*** Opening of Material provided ***
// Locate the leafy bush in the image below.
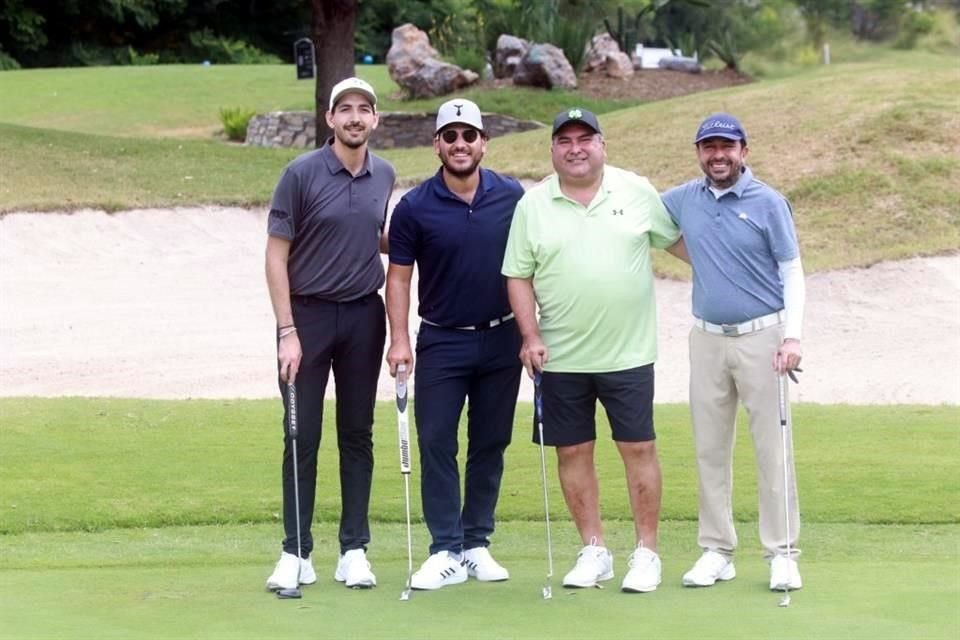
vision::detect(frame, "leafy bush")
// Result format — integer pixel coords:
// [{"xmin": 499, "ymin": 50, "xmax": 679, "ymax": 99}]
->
*** Close of Material provided ***
Exercise goal: Among the entries, find every line holding "bush" and return it.

Written answer:
// Locate the leafy bush in the image below.
vision::detect(frame, "leafy bush")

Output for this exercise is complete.